Reproduce all of the lines below without altering a single character.

######

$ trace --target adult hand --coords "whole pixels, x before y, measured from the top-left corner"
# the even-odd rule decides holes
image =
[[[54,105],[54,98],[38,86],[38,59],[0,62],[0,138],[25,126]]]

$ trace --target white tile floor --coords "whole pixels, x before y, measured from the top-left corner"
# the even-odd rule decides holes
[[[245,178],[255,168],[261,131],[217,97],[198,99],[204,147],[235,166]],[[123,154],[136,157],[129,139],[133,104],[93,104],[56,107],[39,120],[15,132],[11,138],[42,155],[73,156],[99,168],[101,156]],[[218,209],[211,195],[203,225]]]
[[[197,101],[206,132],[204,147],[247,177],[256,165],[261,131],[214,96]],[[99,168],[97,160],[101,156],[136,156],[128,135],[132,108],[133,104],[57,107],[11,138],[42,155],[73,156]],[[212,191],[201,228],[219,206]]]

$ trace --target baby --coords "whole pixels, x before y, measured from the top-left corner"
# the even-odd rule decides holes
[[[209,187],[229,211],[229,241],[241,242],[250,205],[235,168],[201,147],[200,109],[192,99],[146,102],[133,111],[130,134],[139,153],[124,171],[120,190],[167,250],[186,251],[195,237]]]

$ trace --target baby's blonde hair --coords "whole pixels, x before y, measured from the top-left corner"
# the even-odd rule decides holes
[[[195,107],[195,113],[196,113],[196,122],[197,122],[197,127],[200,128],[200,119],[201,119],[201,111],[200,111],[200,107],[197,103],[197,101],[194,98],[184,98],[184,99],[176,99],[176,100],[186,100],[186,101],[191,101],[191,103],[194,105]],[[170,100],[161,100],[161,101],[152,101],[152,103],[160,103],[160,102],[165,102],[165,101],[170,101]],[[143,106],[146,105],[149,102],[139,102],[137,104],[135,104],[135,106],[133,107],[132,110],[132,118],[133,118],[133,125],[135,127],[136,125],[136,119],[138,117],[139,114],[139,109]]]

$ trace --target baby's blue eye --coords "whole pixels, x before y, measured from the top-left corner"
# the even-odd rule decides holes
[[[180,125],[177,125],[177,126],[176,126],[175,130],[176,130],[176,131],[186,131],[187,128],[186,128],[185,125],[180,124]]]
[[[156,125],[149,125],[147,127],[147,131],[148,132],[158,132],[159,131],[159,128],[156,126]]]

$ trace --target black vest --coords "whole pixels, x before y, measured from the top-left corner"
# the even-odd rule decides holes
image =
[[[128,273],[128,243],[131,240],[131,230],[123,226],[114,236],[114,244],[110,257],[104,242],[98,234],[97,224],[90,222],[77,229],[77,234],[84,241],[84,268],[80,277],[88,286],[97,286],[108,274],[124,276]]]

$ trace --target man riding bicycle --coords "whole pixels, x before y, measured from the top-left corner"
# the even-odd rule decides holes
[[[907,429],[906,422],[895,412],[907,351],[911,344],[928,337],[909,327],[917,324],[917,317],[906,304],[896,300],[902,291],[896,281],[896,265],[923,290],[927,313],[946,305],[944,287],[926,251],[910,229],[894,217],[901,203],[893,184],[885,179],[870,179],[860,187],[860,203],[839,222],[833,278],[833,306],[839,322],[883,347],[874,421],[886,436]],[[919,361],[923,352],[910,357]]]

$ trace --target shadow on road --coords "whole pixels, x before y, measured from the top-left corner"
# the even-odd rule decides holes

######

■ **SOLUTION TO THE PROBLEM**:
$ trace --target adult hand --coords "whole pixels, x before y, measured from the top-left corner"
# the even-odd rule decides holes
image =
[[[54,105],[54,98],[38,86],[38,59],[0,62],[0,138],[25,126]]]

$ trace --target white tile floor --coords "whole pixels, x before y, measured from the top-left corner"
# the even-odd rule decides holes
[[[245,178],[255,168],[261,131],[217,97],[198,99],[204,147],[235,166]],[[123,154],[136,157],[129,139],[133,104],[93,104],[56,107],[39,120],[15,132],[11,138],[42,155],[73,156],[99,168],[101,156]],[[218,209],[211,195],[203,225]]]
[[[197,101],[206,132],[204,147],[247,177],[256,165],[261,131],[214,96]],[[99,168],[97,160],[101,156],[136,156],[128,135],[132,108],[133,104],[57,107],[11,138],[42,155],[73,156]],[[212,191],[201,228],[219,206]]]

$ trace --target baby --coords "whole pixels, x before y, measured from the top-left corner"
# the even-odd rule decides holes
[[[209,187],[229,211],[229,241],[241,242],[250,205],[235,168],[201,147],[200,109],[192,99],[146,102],[133,111],[130,134],[139,153],[124,171],[120,190],[167,250],[186,251],[195,237]]]

$ trace --target baby's blonde hair --coords "whole pixels, x before y, measured from the top-left corner"
# the even-odd rule decides holes
[[[195,107],[195,113],[196,113],[196,122],[197,122],[197,127],[200,128],[200,119],[201,119],[201,111],[200,111],[200,107],[197,103],[197,101],[194,98],[184,98],[184,99],[176,99],[176,100],[186,100],[186,101],[191,101],[191,103],[194,105]],[[170,100],[161,100],[161,101],[152,101],[152,103],[160,103],[160,102],[165,102],[165,101],[170,101]],[[143,106],[146,105],[149,102],[139,102],[137,104],[135,104],[135,106],[133,107],[132,110],[132,118],[133,118],[133,125],[135,127],[136,125],[136,119],[138,117],[139,114],[139,109]]]

$ trace --target baby's blue eye --coords "whole pixels, x before y, measured from the top-left corner"
# the even-odd rule decides holes
[[[180,125],[177,125],[177,126],[176,126],[175,130],[176,130],[176,131],[186,131],[187,128],[186,128],[185,125],[180,124]]]
[[[156,125],[149,125],[147,127],[147,131],[148,132],[158,132],[159,131],[159,128],[156,126]]]

$ trace --target black vest --coords "whole pixels, x before y, measured from the top-left corner"
# the even-odd rule decides holes
image =
[[[128,273],[128,243],[131,240],[131,230],[123,226],[114,236],[114,244],[110,257],[104,242],[98,234],[97,224],[90,222],[77,229],[77,234],[84,241],[84,268],[80,277],[88,286],[97,286],[108,274],[124,276]]]

$ trace --target man riding bicycle --coords "whole pixels, x before y, measured from the top-left corner"
# the even-odd rule decides holes
[[[907,429],[906,422],[895,412],[907,351],[911,344],[928,337],[909,327],[917,324],[917,317],[906,304],[896,300],[902,291],[896,281],[896,265],[923,290],[927,313],[946,305],[944,287],[926,251],[910,229],[894,217],[901,203],[893,184],[885,179],[870,179],[860,187],[860,203],[839,222],[833,278],[833,306],[839,322],[883,347],[874,421],[886,436]],[[919,361],[923,352],[910,357]]]

$ trace --target shadow on road --coords "whole pixels, x before y, measured from the top-left corner"
# the even-odd rule decides holes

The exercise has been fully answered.